- WORK ITEM: Note each line of the entries that includes "floor". Then copy those lines.
----------------------------------------
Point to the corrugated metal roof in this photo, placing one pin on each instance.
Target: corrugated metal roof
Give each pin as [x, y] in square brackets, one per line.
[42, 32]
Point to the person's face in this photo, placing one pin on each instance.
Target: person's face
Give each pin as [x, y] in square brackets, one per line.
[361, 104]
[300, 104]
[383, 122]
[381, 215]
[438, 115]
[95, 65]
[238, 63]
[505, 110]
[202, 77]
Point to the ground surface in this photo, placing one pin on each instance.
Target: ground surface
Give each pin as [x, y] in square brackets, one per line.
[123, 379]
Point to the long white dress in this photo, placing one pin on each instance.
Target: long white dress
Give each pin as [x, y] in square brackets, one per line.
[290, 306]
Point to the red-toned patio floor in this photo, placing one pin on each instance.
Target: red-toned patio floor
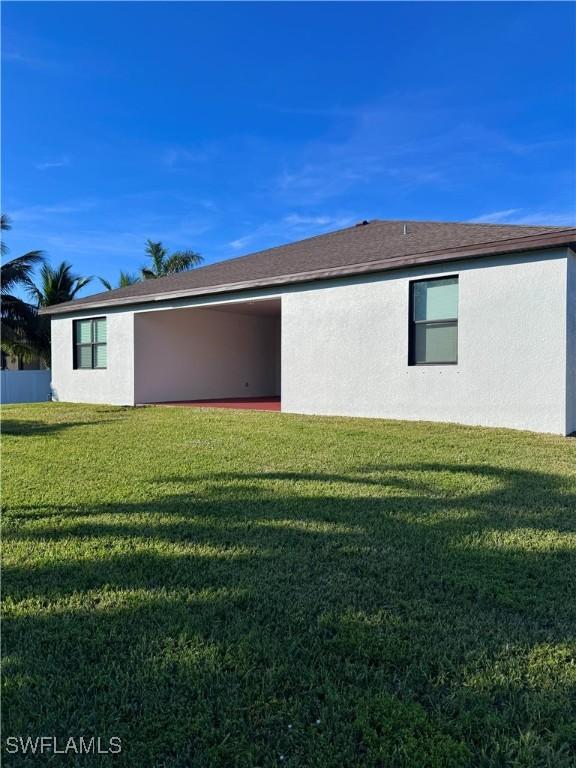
----------------------------------------
- SOLUTION TO THIS TASK:
Point to the red-toned patio floor in this photo, placing one pin on each instance.
Target: red-toned patio floor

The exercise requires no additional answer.